*DATASET CONTENT:*
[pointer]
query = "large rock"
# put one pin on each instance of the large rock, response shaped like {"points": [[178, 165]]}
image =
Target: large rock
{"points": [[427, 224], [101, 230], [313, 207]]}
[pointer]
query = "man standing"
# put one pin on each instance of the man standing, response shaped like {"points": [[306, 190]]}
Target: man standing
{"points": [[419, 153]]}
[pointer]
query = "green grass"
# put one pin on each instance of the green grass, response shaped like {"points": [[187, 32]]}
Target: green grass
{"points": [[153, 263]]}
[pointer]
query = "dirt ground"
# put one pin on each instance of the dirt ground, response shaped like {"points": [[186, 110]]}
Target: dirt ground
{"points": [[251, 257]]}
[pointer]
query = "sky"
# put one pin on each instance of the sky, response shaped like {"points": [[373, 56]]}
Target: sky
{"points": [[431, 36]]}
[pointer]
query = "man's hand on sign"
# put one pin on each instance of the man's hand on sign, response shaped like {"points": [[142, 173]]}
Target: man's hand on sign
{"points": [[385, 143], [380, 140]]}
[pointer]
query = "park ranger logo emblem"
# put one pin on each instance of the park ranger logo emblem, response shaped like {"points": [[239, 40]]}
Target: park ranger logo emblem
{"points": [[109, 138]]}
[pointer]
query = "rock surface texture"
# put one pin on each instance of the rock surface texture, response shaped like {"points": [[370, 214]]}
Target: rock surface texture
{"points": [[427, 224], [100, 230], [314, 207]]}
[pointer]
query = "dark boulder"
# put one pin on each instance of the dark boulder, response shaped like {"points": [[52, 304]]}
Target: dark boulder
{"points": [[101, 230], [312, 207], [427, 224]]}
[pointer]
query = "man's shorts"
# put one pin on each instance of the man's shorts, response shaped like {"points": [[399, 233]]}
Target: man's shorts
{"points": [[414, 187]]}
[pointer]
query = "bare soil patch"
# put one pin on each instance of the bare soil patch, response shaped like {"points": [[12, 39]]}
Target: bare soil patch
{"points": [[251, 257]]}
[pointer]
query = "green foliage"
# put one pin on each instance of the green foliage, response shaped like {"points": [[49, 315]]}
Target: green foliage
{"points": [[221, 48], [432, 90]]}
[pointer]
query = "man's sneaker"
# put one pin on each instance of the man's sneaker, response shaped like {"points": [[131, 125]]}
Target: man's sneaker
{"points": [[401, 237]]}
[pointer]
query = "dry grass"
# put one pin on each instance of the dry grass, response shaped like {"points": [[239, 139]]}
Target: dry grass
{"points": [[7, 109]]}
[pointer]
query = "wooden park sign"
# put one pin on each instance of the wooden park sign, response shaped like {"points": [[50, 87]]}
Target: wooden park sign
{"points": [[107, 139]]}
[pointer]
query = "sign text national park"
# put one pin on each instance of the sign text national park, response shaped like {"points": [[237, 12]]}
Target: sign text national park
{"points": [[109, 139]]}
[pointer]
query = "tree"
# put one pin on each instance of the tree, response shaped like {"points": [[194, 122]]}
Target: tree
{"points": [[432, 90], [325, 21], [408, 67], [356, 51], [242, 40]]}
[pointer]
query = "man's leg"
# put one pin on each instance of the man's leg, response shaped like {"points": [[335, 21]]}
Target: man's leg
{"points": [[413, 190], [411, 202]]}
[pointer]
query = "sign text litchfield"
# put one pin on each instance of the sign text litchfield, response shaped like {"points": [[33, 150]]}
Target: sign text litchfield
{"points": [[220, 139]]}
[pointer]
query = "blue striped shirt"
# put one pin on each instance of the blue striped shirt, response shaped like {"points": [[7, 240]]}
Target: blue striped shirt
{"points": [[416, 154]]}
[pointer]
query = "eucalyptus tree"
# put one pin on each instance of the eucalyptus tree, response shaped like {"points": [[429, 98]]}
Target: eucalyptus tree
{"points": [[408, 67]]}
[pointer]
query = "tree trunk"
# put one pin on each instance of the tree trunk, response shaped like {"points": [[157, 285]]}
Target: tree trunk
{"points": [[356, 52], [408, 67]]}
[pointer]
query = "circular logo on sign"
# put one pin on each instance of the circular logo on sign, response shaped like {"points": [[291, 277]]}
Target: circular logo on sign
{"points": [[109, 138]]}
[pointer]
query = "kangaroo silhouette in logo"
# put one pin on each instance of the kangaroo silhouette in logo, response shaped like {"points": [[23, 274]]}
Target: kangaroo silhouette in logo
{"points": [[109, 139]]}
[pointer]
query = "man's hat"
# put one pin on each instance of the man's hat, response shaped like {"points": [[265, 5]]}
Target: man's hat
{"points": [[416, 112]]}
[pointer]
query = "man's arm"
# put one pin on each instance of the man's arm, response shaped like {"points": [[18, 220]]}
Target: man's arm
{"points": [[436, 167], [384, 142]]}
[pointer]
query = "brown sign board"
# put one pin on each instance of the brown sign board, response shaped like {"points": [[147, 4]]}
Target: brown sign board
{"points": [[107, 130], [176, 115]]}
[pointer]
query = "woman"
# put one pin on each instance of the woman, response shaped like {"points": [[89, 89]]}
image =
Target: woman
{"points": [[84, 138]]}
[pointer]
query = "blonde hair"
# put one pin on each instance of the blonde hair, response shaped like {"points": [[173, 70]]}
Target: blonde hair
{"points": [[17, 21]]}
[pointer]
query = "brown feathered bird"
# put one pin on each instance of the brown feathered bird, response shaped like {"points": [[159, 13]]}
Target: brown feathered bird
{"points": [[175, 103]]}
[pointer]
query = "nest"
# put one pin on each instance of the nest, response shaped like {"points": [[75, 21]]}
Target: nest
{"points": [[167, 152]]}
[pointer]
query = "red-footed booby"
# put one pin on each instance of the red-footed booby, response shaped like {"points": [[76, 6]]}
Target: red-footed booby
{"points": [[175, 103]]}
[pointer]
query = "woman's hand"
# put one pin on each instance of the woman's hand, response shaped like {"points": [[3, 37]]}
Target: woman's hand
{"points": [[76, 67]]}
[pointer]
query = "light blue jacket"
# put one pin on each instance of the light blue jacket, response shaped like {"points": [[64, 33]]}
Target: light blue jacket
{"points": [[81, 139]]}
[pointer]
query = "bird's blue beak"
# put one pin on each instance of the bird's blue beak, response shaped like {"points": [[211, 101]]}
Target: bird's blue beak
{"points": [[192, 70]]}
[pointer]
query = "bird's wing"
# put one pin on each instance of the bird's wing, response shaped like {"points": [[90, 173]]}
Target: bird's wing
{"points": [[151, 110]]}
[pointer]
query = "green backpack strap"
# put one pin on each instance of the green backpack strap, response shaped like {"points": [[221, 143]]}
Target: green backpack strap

*WORK ITEM:* Where in the records does the string "backpack" appear? Copy every line that has it.

*WRITTEN REPLY:*
query = "green backpack strap"
# put one pin on each instance of the green backpack strap, response shaped like {"points": [[221, 143]]}
Target: green backpack strap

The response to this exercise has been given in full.